Text to read:
● ● ● ● ● ● ●

Vows and Violence: Jephthah and Jephthah’s Daughter
Recent research on Judg. 10.6–12.7 focuses primarily on the (in)famous story of Jephthah’s vow and the resulting sacrifice of Jephthah’s unnamed daughter, though monographs by Mobley (2005) and Assis (2005) both devote chapters to analyzing the broader narrative concerning Jephthah. Additionally, an article by Bloch-Smith (2015) examines the story of Jephthah and the Ammonites in 11.12-33 by surveying the archaeological evidence. Otherwise, research on the story of the vow and sacrifice has tended to coalesce around four main topics: (1) how to understand the vow/sacrifice in light of literary connections with other texts and legends (biblical and extra-biblical); (2) why the story of the sacrifice of Jephthah’s daughter might have been included in the book of Judges; (3) how to use such a text; and (4) the reception history of the narrative (see below).

● ● ● ● ● ● ●

[Stored entries]
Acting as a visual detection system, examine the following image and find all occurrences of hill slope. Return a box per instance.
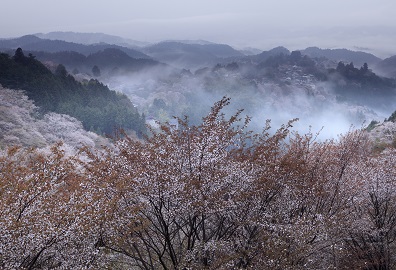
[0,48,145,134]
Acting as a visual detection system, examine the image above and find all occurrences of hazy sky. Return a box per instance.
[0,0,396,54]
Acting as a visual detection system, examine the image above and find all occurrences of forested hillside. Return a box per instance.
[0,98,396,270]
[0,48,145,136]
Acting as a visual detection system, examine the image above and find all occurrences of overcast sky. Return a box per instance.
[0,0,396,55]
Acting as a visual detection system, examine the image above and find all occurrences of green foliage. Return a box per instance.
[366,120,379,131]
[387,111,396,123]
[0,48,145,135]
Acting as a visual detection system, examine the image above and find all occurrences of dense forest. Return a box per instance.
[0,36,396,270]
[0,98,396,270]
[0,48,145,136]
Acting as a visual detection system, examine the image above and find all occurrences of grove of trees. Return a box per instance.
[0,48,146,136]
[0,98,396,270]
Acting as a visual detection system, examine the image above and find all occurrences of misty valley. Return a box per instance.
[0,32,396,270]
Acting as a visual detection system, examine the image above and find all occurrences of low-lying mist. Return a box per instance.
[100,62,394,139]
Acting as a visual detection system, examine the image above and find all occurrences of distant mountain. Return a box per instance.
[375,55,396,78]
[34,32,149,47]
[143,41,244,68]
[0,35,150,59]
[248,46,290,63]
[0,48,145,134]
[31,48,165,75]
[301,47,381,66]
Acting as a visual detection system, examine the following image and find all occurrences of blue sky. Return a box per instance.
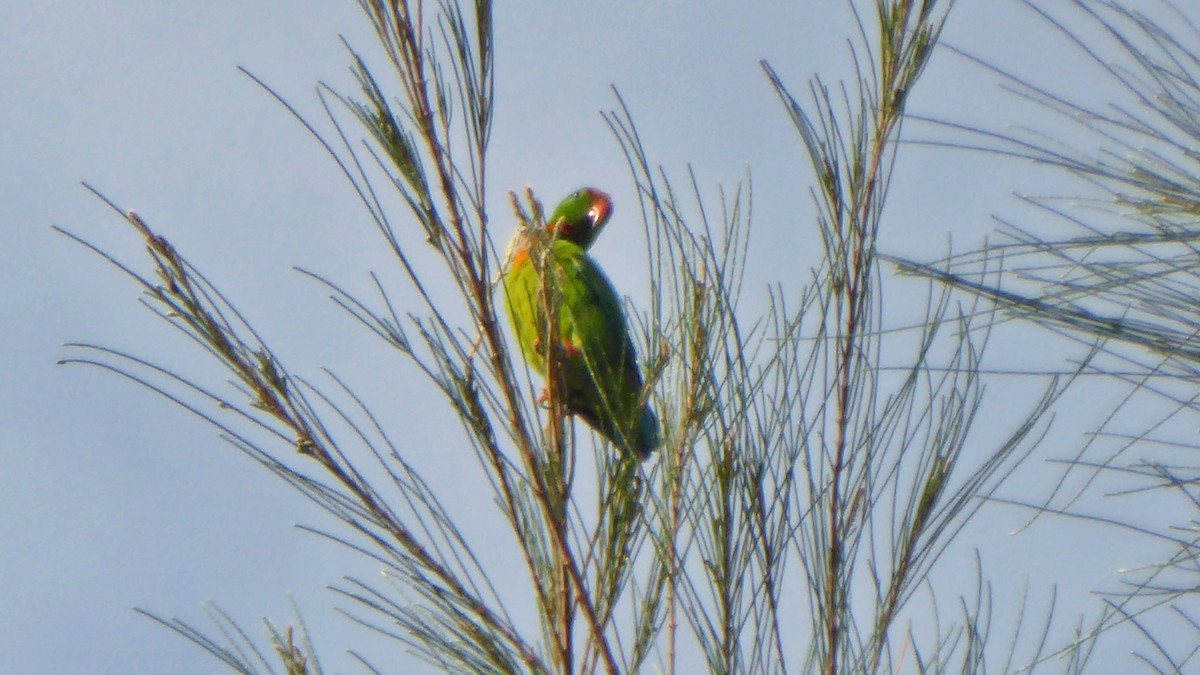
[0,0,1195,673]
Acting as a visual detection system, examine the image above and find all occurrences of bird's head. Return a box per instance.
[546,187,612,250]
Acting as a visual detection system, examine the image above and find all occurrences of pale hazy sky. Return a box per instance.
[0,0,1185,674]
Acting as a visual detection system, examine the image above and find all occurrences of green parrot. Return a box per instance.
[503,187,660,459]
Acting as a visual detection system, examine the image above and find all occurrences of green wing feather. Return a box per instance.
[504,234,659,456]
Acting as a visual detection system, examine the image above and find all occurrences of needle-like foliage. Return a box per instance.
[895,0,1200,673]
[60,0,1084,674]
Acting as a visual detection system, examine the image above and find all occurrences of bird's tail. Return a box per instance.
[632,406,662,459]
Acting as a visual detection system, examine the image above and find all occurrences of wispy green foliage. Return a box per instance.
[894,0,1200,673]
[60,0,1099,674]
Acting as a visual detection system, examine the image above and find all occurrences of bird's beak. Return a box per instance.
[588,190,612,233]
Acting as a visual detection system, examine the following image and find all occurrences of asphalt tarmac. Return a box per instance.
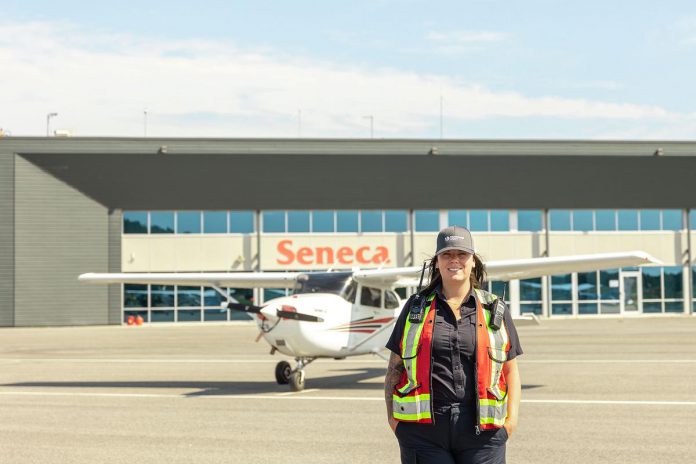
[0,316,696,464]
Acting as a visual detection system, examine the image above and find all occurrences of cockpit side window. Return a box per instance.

● ● ● ● ● ● ●

Set tasks:
(A) Reproduce the passage on research into the Jephthah narrative in its entirety, word for word.
(B) In the stored entries, take the lines from the one with "forest. Return a box per instance." up to and including the one with "[632,406,662,459]", and rewrite them with "visual detection system" changed to "visual recognition system" and nothing else altered. Omit the pictures from your answer.

The responses:
(A)
Vows and Violence: Jephthah and Jephthah’s Daughter
Recent research on Judg. 10.6–12.7 focuses primarily on the (in)famous story of Jephthah’s vow and the resulting sacrifice of Jephthah’s unnamed daughter, though monographs by Mobley (2005) and Assis (2005) both devote chapters to analyzing the broader narrative concerning Jephthah. Additionally, an article by Bloch-Smith (2015) examines the story of Jephthah and the Ammonites in 11.12-33 by surveying the archaeological evidence. Otherwise, research on the story of the vow and sacrifice has tended to coalesce around four main topics: (1) how to understand the vow/sacrifice in light of literary connections with other texts and legends (biblical and extra-biblical); (2) why the story of the sacrifice of Jephthah’s daughter might have been included in the book of Judges; (3) how to use such a text; and (4) the reception history of the narrative (see below).

(B)
Acting as a visual recognition system, examine the image above and find all occurrences of dense forest. Return a box per instance.
[0,36,396,270]
[0,98,396,270]
[0,48,145,136]
Acting as a visual recognition system, examine the image above and find all occurrences of grove of trees. Return a box per instance.
[0,48,146,136]
[0,98,396,270]
Acting as a visual recognition system, examine the image above and find all occurrences of misty valley. Return a box per instance.
[0,32,396,270]
Acting as a visual recognition system, examine the image above and find all occurrences of low-lying mist. Return a box per instance.
[100,62,394,139]
Acting as a visual recognition system, examine the image above and find all occurrences of distant mountain. Return a box per instance.
[375,55,396,78]
[34,32,149,47]
[143,41,244,68]
[0,35,150,59]
[248,46,290,63]
[0,48,145,134]
[31,48,165,75]
[301,47,381,66]
Acting as a visual recognition system, examine the following image and find all occurrences of blue sky. Return a box per instance.
[0,0,1195,673]
Acting as a visual recognition system, examine the image above and find all occurrences of bird's head. Return a box per instance.
[546,187,612,250]
Acting as a visual recognition system, examine the image above and find all occurrences of pale hazy sky. Return a box per instance.
[0,0,1185,674]
Acting as a visual recognition system, examine the image above and find all occurrences of green parrot. Return a box per instance.
[503,187,660,459]
Acting as a visual recognition system, examine the image above and find all occurrences of green wing feather. Return a box per instance.
[504,234,659,456]
Acting as a visual recognition system, examine the image above and find all occurrences of needle-like foliage. Return a box per instance.
[895,0,1200,673]
[60,0,1084,674]
Acting as a visual recognition system, examine the image above and find all occurrences of bird's tail. Return a box per instance.
[632,406,662,459]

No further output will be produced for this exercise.